● Material provided
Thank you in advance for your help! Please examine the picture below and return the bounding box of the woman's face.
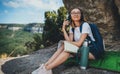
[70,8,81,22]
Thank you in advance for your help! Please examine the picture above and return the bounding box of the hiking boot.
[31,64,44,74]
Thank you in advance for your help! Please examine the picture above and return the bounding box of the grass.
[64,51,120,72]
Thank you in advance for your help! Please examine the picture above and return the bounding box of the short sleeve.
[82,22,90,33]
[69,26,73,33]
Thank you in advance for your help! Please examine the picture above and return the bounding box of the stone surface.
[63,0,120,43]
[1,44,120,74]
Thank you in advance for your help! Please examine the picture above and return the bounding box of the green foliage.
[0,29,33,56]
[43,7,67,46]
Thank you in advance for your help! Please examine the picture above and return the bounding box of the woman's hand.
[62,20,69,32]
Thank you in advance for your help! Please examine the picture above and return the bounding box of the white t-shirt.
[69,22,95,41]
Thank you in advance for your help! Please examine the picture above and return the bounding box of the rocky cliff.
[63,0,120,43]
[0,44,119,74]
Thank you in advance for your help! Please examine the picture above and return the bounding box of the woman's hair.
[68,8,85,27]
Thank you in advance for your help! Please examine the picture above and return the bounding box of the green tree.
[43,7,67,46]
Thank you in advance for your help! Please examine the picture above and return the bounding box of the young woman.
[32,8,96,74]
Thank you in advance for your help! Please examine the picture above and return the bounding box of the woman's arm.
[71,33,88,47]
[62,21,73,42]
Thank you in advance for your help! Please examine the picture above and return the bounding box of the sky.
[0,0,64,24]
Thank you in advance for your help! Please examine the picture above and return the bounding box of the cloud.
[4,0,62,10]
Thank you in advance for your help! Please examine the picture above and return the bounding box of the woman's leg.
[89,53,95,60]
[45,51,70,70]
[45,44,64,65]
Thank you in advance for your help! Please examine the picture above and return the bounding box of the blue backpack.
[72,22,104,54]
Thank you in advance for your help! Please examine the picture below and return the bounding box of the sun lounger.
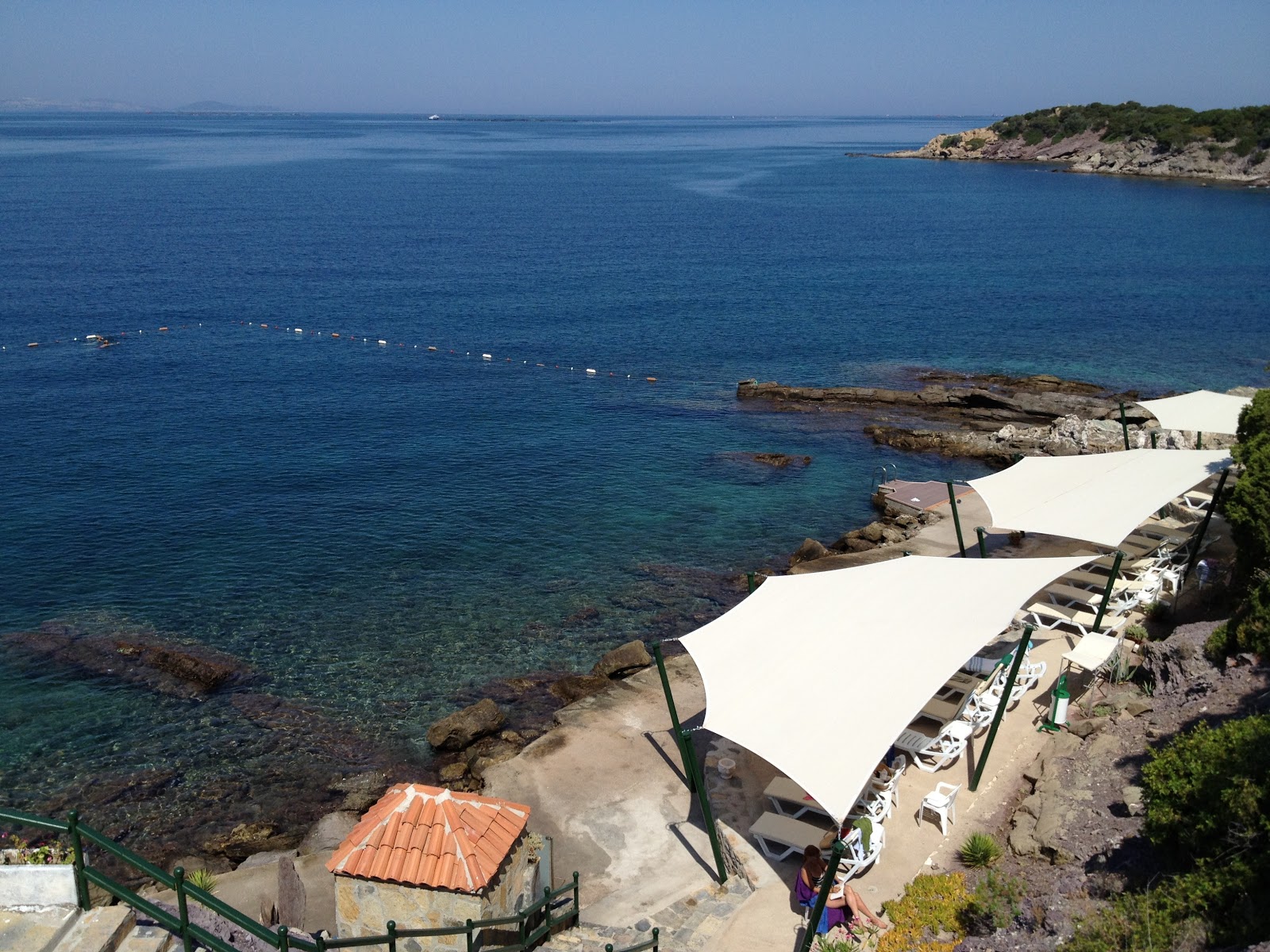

● Objective
Update all the entries above by changing "examine" to "inspect", leaving the rest of the wording as it is, and leave the pictures out of your answer.

● Expected answer
Thank you in advance for your help! Please inspect the picture below and return the bounding box of the woman's face.
[70,8,81,22]
Thank you in advance for your help! Please inspect the picture above and return the bounding box of the hiking boot.
[31,64,44,74]
Thank you in advance for your help! Please inspect the picture above and return the bounding box of the grass.
[64,51,120,72]
Thank you in advance for your help! Please inspect the picture above and return the bounding box of the short sleeve.
[82,22,90,33]
[69,26,73,33]
Thank you in advance for your help! Please inspect the picture above and return the bounding box of the stone surface.
[63,0,120,43]
[1,44,120,74]
Thank you in advance for your help! Please inspect the picture above and return the bounding box of the green foliage.
[0,29,33,56]
[43,7,67,46]
Thank you in advance for your help! Please inspect the picture above and return the bounding box of the woman's hand.
[62,20,69,32]
Thank you in advance for your help! Please inspect the picture above and return the bounding box of the white t-shirt.
[69,22,95,41]
Thank you in advance for your help! Please inspect the picture above and return the bounding box of the rocky cliff.
[63,0,120,43]
[0,44,119,74]
Thank you in advance for your help! Please inspect the picture above and return the bounding box of the woman's hair.
[68,8,85,27]
Thank you in advance for your help! Please inspect the picture above and return the bounding box of the green tree.
[43,7,67,46]
Thank you in advance for your help! Please inspect the picture above and return the bounding box of the young woman.
[32,8,96,74]
Thank you in advance for your help! Please inspect the picture above and return the bounding box of the woman's arm.
[71,33,88,47]
[62,21,73,42]
Thank you in advance for your help! Please inspect the picture above and return the bounding box of the sky.
[0,0,64,24]
Thank you in advance for your help! Please inspect the picture above and return the bounding box of the cloud.
[4,0,62,10]
Thank you in advance for your help! Please inspect the picture above and return the bounding box of the woman's leg.
[89,53,95,60]
[45,51,70,70]
[45,44,64,65]
Thank you in advance for your help! Please inspect the picture above and return the bounding box of the blue backpack.
[72,22,104,54]
Thank you in advance for your help! Please inspect the picture below and return the bounding box of the sun lounger.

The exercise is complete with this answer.